* What you will do
Copy exactly, and only, the lines from the one with "In this photo, where can the snow-covered spruce" to the end of the listing; omit pictures.

* Data listing
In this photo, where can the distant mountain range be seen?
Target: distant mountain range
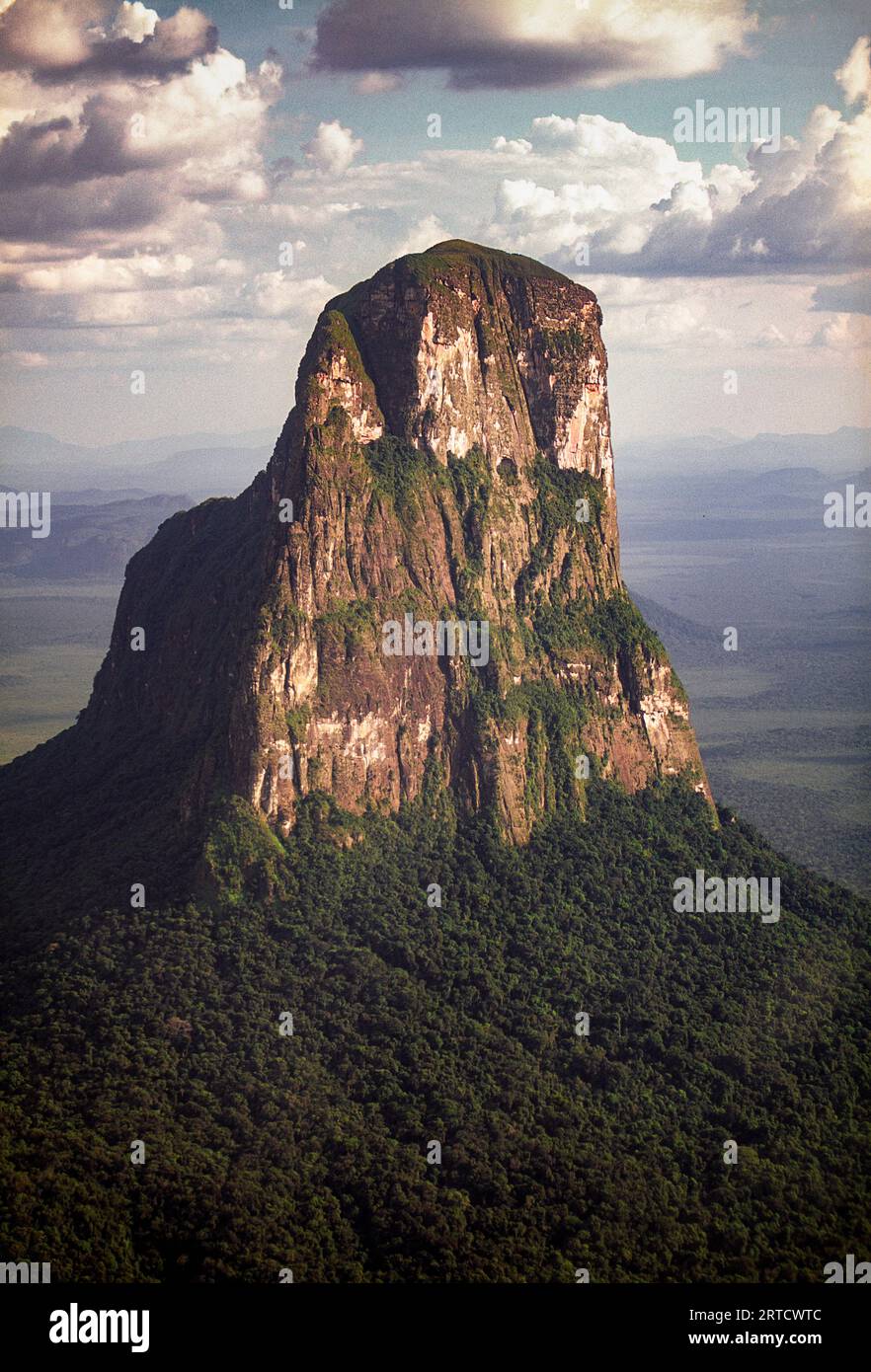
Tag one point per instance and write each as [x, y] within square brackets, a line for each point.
[224, 464]
[197, 464]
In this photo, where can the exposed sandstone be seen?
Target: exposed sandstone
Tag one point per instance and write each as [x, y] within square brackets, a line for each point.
[450, 415]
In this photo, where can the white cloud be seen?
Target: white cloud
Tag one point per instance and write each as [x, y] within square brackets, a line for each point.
[332, 148]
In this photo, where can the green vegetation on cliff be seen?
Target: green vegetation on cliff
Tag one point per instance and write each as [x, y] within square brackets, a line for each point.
[454, 1024]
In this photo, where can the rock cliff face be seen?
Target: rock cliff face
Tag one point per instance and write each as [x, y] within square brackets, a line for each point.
[447, 461]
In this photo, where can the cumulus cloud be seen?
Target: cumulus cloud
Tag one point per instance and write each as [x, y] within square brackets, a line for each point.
[515, 44]
[60, 42]
[332, 148]
[116, 179]
[637, 206]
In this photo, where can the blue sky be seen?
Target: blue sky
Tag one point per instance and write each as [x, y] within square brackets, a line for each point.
[159, 164]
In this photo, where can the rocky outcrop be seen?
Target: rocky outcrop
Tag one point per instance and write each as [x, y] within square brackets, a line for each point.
[447, 461]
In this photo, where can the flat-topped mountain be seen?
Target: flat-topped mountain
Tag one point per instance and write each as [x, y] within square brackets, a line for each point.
[352, 896]
[446, 471]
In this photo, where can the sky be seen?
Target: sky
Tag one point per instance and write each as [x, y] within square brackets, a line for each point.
[182, 191]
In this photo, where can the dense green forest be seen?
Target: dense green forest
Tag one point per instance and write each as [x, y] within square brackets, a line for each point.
[455, 1023]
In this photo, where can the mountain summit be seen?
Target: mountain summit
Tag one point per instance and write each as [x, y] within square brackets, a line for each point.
[444, 481]
[342, 935]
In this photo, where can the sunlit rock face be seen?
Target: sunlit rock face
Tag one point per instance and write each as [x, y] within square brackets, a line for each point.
[447, 460]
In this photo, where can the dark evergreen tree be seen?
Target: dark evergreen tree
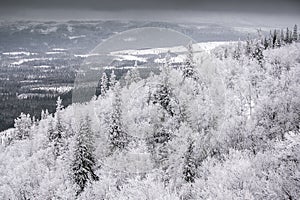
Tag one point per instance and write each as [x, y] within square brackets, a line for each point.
[23, 124]
[237, 52]
[189, 166]
[117, 135]
[112, 80]
[189, 65]
[84, 162]
[295, 34]
[258, 53]
[104, 84]
[287, 36]
[56, 135]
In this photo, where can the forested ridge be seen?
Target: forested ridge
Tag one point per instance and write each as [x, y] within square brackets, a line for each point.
[222, 126]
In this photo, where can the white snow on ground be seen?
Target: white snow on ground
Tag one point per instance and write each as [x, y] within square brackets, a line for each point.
[76, 37]
[206, 46]
[18, 53]
[53, 52]
[130, 57]
[58, 89]
[22, 61]
[48, 30]
[86, 55]
[59, 49]
[42, 66]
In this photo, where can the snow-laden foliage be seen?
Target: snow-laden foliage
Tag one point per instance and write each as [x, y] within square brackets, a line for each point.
[228, 130]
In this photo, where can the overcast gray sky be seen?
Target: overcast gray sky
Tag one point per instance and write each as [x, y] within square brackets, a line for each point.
[207, 5]
[248, 12]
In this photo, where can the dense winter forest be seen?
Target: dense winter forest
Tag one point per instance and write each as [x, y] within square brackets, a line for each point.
[226, 127]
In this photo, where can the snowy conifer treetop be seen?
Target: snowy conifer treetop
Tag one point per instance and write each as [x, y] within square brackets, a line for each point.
[223, 125]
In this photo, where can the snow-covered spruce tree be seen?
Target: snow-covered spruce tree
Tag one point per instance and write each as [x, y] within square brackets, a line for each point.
[295, 35]
[44, 114]
[135, 74]
[189, 166]
[23, 124]
[128, 78]
[112, 80]
[258, 53]
[164, 92]
[117, 136]
[238, 51]
[104, 84]
[132, 76]
[189, 64]
[84, 162]
[55, 135]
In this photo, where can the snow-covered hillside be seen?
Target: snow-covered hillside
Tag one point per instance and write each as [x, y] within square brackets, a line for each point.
[222, 128]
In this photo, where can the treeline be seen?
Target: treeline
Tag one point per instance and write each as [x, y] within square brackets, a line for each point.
[212, 129]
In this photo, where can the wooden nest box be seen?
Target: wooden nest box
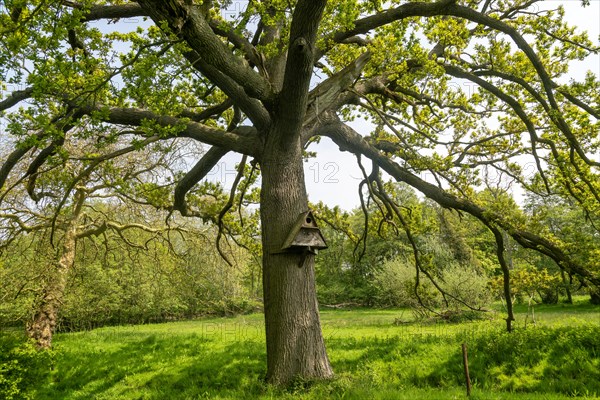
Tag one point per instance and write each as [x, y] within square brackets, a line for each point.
[305, 236]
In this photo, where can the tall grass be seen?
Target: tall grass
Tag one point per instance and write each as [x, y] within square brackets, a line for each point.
[224, 358]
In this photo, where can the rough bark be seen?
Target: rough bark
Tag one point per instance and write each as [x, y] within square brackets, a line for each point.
[41, 327]
[295, 346]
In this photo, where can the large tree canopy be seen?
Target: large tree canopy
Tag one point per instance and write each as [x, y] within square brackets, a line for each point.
[281, 74]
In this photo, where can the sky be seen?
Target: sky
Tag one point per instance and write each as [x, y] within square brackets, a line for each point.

* Written answer
In this photo, where can the snow-covered spruce tree be seen?
Target: snow-covered spruce tree
Tag one point per instance and write each as [x, y] within square brackets, a line for each point.
[295, 35]
[44, 114]
[135, 74]
[189, 166]
[23, 124]
[128, 78]
[112, 80]
[258, 53]
[164, 92]
[117, 136]
[238, 51]
[104, 84]
[132, 76]
[189, 64]
[84, 162]
[55, 135]
In this photo, where can the snow-covered hillside be seen?
Target: snow-covered hillside
Tag one point per instance and write each as [x, y] within square brackets, a line for each point.
[222, 128]
In this photo, where can the treeline be seen?
Target: treeline
Tag one point per instance and write each as [x, y] within square brackets, a line for each point.
[212, 129]
In this photo, where can the wooden nest box be seen?
Target: wooden nest box
Tag one point per instance and write each as [x, y] within square brackets, a line for each point.
[305, 236]
In this photo, where can the tall grass be seen?
Target: tall grass
Tag one point per instance and write each as [x, y] within square brackets, a line for each point.
[224, 358]
In this photo, where can the rough bark be seen?
Target: rough bark
Tag one point per instance and write each as [x, y] within square brackets, a line for each point.
[41, 327]
[295, 346]
In this photo, where can the large tree canopy be seen?
Target: large tree canopy
Tag one point per instance and write each as [x, y] within square brackets, a line for each point.
[281, 74]
In this photo, where can the sky be seen?
Target: sky
Tag one point per instance and write each as [x, y] within square brackets, a line for each point.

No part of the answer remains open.